→ **STATED GOAL**
Rewrite only the part of the listing that begins with the line containing "If you could drop a marker on the white house" and runs through the end of the listing, keeping every line including the requests. Multiply each answer coordinate by 1.6 and round it to a whole number with halves rounded up, but leave the requests and their sample coordinates unchanged.

## begin

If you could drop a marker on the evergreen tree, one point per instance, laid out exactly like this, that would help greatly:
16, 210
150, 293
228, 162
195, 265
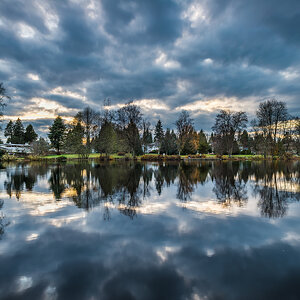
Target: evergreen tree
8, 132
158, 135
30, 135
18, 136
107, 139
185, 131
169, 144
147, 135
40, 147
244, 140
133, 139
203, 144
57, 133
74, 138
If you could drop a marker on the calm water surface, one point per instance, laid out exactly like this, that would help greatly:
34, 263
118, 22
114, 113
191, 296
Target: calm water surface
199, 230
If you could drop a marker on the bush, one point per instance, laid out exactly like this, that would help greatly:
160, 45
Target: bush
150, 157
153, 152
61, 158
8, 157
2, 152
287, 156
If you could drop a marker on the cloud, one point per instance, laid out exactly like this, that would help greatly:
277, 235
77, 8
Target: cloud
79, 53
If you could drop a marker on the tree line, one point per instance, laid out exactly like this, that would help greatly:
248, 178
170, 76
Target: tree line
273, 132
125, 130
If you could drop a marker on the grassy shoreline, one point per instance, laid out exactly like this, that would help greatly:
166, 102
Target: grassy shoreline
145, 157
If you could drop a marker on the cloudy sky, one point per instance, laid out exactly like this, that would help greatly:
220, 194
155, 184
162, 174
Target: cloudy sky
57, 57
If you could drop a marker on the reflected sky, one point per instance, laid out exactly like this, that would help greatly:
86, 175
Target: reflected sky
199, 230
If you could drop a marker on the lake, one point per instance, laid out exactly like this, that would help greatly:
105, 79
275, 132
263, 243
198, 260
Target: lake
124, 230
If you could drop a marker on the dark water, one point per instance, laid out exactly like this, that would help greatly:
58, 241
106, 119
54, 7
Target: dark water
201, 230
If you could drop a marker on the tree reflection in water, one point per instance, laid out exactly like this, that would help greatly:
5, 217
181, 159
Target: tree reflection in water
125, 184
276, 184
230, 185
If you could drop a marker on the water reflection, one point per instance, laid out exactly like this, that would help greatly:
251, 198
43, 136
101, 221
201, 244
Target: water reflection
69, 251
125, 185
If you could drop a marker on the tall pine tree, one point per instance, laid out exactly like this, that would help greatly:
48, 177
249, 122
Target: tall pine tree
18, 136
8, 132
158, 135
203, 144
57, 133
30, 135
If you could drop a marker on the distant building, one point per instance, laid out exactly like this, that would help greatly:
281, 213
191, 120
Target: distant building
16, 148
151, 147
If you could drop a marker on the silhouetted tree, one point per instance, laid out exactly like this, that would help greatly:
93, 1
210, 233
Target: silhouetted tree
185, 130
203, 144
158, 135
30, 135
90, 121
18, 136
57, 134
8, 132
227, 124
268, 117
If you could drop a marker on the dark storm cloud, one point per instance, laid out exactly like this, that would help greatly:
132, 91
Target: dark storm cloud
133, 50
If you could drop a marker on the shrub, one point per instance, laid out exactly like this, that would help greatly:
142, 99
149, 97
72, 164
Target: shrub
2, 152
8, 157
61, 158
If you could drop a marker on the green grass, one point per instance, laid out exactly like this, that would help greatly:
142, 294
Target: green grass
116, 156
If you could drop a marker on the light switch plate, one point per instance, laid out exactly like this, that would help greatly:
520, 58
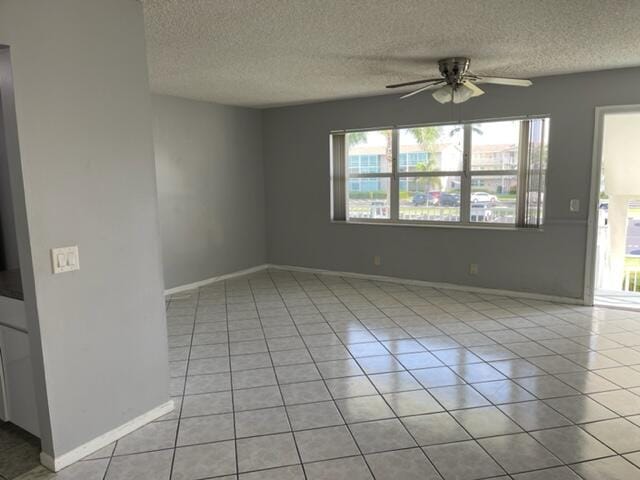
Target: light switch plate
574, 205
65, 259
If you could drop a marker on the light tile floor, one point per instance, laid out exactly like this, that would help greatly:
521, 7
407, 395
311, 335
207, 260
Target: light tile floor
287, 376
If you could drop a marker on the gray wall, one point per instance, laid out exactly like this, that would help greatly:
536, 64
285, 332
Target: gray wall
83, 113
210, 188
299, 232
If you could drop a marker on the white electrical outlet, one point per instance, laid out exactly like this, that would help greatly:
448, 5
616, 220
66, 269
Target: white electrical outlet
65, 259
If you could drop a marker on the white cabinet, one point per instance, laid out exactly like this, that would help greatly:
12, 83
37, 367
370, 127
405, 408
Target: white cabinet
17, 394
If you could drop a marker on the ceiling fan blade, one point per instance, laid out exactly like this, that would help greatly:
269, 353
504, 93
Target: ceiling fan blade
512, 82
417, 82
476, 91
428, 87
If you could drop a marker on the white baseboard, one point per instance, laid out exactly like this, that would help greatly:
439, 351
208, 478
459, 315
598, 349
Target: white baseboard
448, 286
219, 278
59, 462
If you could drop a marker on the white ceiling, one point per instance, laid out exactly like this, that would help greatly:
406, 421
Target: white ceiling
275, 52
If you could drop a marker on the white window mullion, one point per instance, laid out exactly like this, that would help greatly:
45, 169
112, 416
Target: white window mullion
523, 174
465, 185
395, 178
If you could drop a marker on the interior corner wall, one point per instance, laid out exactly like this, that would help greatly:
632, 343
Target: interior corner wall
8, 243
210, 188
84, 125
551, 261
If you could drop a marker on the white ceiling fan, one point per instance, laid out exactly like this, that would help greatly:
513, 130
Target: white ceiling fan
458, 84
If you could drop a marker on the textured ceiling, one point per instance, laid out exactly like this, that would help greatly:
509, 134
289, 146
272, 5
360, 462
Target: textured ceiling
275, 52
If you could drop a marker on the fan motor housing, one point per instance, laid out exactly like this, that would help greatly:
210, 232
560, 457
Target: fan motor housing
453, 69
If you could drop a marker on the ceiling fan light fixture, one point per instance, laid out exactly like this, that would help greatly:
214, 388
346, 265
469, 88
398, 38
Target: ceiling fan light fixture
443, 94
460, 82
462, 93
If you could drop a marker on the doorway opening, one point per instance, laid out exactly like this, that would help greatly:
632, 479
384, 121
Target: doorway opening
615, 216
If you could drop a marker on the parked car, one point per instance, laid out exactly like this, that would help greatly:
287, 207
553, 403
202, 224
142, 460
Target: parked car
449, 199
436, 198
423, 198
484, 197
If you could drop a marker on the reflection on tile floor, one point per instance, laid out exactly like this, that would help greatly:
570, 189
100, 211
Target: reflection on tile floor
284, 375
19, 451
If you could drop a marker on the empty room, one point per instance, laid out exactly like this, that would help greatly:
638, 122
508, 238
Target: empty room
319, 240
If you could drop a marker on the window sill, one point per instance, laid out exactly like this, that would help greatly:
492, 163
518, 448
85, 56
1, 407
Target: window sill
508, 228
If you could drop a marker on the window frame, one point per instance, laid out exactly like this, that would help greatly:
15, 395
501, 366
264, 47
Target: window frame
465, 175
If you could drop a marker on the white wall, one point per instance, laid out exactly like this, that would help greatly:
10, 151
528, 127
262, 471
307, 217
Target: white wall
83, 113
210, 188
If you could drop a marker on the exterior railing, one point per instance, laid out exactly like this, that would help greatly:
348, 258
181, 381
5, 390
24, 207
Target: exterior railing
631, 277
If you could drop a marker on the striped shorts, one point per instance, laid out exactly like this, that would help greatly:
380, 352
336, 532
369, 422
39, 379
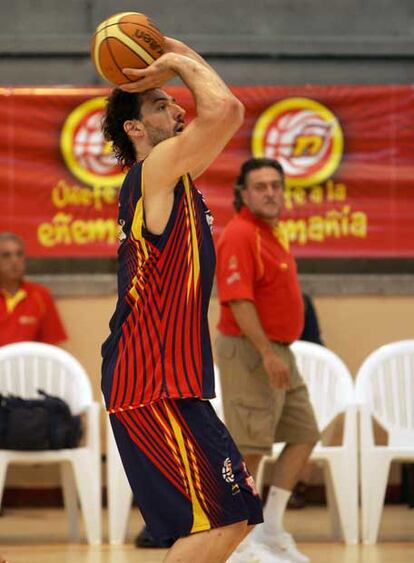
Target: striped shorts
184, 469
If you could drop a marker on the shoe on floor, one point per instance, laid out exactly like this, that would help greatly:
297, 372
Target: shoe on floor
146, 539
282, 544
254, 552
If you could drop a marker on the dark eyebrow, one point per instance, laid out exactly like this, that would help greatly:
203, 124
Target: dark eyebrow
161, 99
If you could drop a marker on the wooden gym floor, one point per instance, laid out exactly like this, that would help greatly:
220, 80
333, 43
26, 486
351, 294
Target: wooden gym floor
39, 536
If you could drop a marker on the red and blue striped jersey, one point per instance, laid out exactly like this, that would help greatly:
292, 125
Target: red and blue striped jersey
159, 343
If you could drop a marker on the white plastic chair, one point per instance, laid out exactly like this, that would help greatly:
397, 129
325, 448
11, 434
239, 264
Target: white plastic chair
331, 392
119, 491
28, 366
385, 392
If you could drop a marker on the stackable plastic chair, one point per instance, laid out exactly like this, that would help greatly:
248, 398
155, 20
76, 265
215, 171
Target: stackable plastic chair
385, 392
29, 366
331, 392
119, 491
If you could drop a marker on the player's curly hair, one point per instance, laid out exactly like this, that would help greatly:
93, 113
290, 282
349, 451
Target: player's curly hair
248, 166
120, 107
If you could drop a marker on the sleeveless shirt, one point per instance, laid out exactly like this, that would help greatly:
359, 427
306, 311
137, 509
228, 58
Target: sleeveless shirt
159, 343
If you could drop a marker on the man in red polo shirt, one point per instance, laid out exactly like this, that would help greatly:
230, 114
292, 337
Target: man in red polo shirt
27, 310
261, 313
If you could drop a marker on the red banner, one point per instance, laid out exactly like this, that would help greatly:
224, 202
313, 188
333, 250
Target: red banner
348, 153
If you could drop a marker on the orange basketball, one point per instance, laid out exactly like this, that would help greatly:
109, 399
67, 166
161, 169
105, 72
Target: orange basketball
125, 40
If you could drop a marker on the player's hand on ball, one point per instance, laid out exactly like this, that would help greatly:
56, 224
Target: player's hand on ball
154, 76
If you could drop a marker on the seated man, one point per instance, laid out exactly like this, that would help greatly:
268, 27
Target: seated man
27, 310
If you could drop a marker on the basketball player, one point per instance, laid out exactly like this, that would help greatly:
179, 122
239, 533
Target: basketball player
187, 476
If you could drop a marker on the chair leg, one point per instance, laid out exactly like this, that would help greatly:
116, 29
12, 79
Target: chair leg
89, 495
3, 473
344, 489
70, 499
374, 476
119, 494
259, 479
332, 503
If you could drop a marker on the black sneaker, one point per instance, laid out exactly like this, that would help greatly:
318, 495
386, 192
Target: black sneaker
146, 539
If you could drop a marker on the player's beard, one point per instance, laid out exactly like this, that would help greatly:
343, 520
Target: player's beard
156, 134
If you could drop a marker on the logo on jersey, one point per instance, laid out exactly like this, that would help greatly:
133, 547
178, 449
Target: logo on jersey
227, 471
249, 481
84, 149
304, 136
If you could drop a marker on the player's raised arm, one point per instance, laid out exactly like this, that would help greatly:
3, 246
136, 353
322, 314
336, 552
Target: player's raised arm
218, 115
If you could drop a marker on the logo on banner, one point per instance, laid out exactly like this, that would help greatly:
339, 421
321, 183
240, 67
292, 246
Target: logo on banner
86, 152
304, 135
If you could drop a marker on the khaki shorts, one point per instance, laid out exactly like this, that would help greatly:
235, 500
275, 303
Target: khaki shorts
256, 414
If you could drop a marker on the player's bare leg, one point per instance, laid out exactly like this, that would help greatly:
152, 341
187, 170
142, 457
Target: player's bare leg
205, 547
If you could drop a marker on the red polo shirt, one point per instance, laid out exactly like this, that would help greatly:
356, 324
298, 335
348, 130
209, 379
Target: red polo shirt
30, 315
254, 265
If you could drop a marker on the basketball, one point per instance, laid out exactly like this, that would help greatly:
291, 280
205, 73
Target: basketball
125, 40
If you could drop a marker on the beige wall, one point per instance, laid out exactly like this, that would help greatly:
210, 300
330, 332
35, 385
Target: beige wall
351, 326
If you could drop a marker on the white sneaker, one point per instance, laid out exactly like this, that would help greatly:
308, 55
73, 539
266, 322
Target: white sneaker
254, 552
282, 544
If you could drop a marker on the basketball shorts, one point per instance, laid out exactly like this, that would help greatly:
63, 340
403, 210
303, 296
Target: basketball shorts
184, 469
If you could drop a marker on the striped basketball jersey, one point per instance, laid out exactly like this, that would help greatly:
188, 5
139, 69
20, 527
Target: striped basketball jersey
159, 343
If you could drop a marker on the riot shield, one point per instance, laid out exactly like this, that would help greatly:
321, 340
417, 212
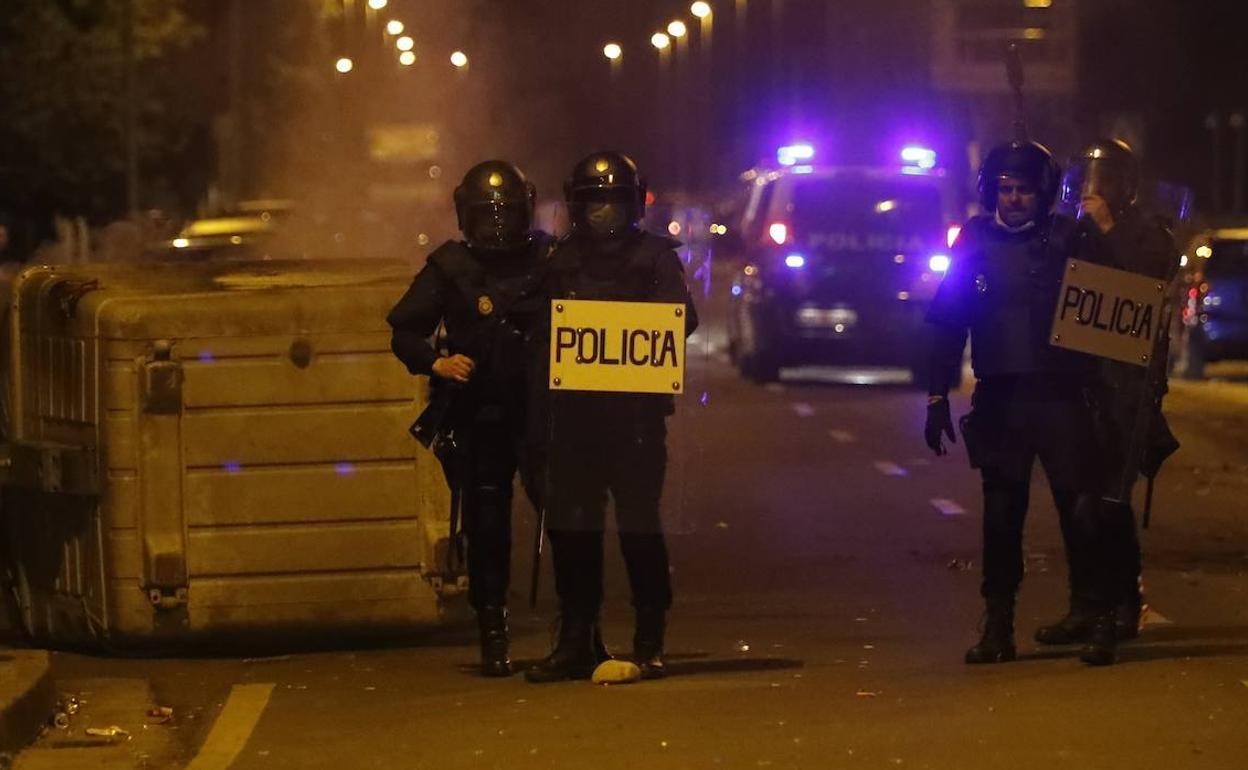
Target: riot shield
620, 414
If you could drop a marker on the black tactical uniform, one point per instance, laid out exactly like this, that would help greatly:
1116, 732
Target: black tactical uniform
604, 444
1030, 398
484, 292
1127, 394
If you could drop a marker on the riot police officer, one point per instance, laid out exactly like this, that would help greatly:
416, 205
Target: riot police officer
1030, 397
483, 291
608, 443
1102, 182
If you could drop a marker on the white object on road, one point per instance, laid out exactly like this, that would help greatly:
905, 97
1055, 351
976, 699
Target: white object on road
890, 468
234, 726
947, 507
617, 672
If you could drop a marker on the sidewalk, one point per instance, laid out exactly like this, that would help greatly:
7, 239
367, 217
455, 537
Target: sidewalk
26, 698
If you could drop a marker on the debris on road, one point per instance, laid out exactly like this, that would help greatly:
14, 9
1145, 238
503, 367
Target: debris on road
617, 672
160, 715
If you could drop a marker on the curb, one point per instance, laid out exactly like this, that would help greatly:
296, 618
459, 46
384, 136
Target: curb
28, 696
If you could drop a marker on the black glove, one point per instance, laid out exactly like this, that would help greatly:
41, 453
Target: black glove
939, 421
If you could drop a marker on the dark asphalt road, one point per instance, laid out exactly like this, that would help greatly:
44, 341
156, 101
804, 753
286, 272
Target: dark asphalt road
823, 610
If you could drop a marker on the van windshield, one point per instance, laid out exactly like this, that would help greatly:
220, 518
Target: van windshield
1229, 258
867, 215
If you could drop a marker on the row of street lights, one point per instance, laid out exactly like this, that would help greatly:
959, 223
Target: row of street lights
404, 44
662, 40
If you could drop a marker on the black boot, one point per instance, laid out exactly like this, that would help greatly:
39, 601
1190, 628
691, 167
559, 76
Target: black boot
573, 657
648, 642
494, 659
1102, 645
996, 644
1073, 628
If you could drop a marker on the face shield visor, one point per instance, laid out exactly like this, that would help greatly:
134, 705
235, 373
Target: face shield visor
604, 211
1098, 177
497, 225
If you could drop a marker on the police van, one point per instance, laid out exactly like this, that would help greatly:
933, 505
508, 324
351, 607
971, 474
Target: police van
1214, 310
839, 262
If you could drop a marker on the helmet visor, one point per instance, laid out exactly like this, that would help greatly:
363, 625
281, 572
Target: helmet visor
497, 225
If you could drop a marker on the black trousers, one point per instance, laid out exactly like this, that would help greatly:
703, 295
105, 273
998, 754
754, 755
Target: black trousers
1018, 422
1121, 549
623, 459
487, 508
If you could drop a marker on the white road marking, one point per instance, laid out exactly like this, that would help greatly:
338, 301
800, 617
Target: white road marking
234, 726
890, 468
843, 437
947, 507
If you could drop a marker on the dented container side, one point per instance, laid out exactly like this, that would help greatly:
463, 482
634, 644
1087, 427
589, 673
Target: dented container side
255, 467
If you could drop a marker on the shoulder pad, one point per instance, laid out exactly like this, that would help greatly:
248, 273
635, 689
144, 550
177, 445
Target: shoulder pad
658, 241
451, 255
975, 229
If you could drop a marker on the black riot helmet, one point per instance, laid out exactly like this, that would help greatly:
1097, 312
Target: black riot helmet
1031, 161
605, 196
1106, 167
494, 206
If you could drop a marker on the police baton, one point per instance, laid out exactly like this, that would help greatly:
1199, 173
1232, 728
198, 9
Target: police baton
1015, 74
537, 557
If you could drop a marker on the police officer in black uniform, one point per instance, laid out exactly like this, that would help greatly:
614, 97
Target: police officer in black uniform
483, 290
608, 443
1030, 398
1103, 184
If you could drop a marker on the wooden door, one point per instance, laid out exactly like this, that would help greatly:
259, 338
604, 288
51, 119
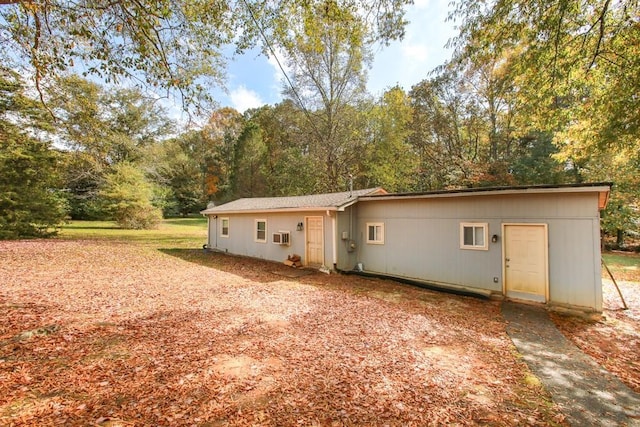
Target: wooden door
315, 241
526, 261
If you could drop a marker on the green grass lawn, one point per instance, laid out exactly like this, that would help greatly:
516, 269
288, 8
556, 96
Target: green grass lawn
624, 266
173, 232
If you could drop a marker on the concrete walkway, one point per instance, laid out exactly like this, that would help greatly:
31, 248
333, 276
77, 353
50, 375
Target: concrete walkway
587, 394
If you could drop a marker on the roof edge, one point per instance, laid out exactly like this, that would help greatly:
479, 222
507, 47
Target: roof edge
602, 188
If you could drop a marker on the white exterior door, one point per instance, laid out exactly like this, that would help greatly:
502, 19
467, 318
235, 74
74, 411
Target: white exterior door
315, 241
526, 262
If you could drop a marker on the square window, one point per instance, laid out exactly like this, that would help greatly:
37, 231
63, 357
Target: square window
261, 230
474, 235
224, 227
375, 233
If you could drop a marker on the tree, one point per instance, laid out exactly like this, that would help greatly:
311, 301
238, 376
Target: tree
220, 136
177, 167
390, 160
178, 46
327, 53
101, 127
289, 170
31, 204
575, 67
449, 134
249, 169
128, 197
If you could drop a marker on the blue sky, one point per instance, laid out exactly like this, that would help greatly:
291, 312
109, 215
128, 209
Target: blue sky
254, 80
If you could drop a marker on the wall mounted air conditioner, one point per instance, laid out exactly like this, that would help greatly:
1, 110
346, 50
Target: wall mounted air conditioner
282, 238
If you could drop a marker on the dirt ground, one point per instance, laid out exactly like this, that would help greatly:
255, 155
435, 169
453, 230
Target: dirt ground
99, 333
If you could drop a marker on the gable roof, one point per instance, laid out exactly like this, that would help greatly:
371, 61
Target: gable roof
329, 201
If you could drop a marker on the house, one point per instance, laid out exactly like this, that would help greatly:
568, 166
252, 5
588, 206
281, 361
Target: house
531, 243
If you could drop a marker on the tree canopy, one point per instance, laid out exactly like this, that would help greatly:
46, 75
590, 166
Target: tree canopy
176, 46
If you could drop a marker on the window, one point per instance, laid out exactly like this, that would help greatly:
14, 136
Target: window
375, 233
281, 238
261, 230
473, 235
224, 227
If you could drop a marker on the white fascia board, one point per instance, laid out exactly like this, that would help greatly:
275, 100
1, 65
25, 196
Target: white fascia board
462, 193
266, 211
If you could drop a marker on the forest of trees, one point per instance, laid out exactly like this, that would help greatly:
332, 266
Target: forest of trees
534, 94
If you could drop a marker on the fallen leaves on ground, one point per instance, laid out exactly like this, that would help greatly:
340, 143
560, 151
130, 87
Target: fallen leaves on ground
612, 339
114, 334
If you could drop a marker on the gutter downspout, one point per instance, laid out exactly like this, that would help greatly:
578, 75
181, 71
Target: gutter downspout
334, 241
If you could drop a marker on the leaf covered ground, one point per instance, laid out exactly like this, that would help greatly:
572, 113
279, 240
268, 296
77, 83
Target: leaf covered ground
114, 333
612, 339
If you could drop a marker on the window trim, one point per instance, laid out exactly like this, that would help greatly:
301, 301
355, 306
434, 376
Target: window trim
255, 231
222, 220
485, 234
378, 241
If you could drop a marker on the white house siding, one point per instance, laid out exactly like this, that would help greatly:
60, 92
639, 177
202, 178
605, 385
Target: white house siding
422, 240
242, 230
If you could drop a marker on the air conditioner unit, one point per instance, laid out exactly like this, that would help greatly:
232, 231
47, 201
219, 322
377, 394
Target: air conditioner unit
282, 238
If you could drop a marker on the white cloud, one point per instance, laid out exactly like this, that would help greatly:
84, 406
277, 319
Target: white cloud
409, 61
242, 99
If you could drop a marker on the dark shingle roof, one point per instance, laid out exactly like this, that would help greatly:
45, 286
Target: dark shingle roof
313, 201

## end

→ **SOLUTION TO THIS EXERCISE**
If you could drop a marker on the white house siding, one point per instance, laid out exactly like this, that would help greatly:
60, 92
639, 177
202, 178
605, 385
Target: white house siding
675, 384
387, 368
If you could drop a marker on the air conditioner unit, one point per instance, laid out exactly like this, that would help greatly:
232, 231
47, 201
219, 322
377, 394
Target: air conditioner unit
451, 381
If you could drop a marker on the white cloud, one point per instance, laid out exactly like this, that would help greatly:
84, 406
277, 319
Target: white cloud
654, 98
387, 158
If you could drop a marker on the dark shingle roof, one point per instance, laid out exactly like this, that would help greatly:
45, 286
Target: dark shingle roof
501, 322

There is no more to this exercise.